Would you reproduce exactly the lines below from the one holding "Target | green foliage" through the one holding "Target | person standing on track", inclusive, and no others?

*** EXCERPTED RECORDS

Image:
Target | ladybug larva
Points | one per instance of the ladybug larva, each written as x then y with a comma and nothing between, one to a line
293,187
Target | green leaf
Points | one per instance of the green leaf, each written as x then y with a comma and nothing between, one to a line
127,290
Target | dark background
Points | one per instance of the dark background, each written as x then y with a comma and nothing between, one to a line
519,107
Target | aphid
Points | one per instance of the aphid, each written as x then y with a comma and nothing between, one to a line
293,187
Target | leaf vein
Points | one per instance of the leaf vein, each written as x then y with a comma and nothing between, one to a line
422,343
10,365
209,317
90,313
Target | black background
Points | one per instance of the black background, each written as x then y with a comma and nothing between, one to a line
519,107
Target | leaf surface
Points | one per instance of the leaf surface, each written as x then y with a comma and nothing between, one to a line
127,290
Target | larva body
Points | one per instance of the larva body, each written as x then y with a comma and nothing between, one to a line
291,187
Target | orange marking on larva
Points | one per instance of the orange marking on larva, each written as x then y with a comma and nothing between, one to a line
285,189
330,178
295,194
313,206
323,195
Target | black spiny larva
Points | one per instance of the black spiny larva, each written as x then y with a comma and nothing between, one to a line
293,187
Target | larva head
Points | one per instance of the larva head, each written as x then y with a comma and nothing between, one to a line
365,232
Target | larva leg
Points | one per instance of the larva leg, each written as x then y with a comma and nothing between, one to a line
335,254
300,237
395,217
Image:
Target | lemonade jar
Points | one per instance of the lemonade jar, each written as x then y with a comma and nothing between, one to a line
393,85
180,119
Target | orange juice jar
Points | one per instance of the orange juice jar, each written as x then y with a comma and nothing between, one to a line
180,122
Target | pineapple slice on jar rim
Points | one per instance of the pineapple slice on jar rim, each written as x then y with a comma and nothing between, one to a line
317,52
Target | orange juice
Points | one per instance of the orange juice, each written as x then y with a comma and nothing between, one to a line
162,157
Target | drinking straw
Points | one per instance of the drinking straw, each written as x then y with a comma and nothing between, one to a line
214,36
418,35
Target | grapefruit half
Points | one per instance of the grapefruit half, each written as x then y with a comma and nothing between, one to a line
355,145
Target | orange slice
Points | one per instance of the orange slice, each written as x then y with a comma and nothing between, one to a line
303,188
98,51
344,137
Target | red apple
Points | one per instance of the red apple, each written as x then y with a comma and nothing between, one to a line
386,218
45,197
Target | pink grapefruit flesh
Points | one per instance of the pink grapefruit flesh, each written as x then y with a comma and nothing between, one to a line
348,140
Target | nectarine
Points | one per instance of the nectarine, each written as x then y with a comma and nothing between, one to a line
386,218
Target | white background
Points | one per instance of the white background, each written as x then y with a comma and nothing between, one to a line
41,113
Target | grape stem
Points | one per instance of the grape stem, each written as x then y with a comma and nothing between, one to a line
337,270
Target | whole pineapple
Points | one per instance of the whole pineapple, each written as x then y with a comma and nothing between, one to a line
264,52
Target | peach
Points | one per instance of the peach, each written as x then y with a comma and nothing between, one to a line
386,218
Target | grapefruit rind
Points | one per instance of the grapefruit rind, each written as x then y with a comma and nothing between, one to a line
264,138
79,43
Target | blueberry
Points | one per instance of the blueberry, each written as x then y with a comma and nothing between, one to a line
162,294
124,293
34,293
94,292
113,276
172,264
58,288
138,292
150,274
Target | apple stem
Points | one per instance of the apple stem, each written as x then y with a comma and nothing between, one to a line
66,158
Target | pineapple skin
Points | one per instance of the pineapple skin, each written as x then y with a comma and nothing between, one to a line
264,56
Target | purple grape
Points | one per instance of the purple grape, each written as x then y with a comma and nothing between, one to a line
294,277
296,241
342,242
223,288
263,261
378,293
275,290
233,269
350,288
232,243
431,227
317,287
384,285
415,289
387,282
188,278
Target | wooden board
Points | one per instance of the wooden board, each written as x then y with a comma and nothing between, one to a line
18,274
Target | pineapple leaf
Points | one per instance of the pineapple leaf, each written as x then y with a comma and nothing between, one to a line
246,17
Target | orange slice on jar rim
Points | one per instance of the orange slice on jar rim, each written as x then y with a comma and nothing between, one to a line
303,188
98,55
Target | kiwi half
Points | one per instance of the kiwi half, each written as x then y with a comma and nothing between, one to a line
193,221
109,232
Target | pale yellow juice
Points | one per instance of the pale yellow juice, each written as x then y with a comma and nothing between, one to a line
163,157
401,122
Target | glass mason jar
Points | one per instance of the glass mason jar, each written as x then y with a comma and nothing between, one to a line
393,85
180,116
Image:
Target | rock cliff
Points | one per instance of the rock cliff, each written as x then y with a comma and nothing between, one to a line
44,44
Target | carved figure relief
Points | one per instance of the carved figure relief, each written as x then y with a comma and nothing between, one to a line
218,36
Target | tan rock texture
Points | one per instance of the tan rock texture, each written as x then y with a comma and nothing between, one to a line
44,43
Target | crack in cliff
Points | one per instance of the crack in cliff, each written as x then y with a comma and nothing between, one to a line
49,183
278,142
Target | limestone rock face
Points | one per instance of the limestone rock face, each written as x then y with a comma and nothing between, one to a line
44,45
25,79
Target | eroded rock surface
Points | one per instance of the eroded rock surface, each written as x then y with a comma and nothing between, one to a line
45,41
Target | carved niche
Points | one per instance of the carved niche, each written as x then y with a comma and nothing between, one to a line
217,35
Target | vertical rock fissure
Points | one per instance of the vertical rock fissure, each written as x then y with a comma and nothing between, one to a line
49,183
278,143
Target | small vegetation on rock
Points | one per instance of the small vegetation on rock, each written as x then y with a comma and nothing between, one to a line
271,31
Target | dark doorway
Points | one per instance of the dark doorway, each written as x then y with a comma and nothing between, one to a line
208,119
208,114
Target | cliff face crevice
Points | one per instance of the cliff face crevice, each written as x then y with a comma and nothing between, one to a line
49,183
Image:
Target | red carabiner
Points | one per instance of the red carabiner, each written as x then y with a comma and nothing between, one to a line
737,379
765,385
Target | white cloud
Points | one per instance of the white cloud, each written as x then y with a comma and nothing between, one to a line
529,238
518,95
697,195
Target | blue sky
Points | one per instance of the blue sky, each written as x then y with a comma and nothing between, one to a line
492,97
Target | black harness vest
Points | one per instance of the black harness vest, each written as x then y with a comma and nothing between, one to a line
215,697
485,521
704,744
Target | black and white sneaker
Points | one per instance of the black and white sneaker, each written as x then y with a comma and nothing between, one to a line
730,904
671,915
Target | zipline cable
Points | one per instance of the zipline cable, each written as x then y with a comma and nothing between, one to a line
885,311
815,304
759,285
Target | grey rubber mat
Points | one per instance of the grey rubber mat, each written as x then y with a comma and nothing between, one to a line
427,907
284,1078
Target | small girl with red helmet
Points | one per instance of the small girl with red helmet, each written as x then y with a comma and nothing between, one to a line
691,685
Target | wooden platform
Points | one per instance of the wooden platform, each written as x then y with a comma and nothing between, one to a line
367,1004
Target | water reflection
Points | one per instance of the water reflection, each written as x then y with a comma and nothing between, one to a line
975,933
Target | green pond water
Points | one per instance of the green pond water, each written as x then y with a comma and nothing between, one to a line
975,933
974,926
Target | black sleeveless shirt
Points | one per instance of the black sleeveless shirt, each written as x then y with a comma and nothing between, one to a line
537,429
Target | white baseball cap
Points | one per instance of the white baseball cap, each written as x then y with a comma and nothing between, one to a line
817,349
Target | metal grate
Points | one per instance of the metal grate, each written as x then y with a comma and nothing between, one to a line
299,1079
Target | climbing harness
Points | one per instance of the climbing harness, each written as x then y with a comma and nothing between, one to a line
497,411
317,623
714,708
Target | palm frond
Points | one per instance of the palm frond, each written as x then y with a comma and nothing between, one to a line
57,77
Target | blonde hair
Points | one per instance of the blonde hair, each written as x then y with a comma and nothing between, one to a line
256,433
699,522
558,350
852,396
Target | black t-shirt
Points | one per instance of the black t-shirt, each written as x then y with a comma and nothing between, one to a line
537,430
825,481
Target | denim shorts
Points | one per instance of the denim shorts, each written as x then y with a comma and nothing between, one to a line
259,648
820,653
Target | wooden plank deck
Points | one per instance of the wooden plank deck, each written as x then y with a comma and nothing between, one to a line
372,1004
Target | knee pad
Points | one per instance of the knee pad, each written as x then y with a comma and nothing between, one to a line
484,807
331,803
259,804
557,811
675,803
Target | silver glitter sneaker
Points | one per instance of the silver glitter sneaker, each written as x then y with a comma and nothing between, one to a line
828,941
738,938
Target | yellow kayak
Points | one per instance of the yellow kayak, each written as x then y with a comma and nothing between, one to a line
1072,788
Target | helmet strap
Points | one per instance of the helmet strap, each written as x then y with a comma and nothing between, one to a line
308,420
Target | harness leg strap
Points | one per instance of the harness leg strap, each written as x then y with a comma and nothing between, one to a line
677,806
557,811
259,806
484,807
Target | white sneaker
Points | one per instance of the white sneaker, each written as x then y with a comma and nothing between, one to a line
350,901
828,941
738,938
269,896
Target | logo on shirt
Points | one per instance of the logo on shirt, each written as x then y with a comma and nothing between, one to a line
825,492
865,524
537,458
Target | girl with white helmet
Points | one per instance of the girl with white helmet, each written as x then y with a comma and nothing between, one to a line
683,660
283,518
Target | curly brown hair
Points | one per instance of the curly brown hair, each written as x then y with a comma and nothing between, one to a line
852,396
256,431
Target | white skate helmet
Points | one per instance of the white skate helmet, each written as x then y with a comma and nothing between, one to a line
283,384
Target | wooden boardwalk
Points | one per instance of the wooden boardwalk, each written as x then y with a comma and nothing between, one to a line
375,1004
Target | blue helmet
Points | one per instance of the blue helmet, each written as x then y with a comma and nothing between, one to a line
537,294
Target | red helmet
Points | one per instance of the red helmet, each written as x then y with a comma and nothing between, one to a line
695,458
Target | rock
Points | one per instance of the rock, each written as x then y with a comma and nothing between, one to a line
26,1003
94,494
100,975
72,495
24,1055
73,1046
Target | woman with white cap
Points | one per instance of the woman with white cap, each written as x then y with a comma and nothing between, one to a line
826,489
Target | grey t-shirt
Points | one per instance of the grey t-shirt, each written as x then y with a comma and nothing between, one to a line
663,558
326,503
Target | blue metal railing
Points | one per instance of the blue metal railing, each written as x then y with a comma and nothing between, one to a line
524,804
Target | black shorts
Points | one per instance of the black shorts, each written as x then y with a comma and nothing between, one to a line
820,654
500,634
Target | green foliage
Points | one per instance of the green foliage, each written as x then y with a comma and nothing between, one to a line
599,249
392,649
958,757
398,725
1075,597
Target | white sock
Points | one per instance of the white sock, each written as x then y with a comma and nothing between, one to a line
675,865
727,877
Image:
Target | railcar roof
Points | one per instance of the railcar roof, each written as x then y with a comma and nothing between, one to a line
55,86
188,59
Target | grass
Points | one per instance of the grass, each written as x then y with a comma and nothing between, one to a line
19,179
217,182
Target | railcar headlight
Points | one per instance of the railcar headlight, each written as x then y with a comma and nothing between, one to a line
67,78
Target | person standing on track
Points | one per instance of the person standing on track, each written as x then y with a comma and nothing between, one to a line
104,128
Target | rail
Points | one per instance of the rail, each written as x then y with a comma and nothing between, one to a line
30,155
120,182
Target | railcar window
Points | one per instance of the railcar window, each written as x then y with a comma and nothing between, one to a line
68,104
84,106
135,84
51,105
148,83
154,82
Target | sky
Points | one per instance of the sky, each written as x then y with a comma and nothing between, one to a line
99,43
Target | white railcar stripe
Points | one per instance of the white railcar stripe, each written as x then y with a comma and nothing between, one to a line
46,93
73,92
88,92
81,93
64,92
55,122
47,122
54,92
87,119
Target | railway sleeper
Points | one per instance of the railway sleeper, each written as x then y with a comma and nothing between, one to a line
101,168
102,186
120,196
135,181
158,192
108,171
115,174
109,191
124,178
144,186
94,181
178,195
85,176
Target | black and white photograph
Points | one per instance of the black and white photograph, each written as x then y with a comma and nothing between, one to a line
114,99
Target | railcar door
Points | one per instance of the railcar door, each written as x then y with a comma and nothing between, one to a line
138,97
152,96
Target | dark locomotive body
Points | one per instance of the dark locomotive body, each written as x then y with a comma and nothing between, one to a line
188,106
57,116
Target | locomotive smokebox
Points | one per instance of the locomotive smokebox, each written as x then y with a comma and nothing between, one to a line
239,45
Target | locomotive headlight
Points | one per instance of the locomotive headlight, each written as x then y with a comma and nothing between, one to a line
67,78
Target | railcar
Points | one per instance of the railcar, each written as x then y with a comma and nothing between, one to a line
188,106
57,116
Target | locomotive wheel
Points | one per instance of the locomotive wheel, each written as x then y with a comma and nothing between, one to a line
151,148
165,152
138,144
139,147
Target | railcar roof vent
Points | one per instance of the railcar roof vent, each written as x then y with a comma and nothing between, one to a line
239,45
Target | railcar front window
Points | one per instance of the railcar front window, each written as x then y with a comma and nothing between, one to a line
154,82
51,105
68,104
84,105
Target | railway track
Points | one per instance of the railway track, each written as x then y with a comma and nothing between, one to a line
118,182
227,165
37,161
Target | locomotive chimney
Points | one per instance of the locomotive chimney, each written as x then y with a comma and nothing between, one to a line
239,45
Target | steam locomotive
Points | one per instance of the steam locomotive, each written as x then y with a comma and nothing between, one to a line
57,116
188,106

******

WRITTEN ANSWER:
Target | green foliage
Points | one per instance of the green foliage, each written as x then y with a comma and nothing between, one to a line
599,249
392,649
958,757
398,725
1075,597
Target | white sock
Points | one per instance of the white sock, each written as x then y with a comma and nothing between, one to a line
675,865
727,877
Image:
Target | railcar roof
Points | one per instance of the railcar roof, each written as x then y with a comma and nothing between, one to a line
55,86
188,59
Target | grass
Points | one per instance of the grass, each written as x then y with a comma and nothing between, one to a line
19,179
217,182
Target | railcar headlight
Points | one per instance of the railcar headlight, each written as x then y with a comma and nothing between, one to a line
67,78
Target | person standing on track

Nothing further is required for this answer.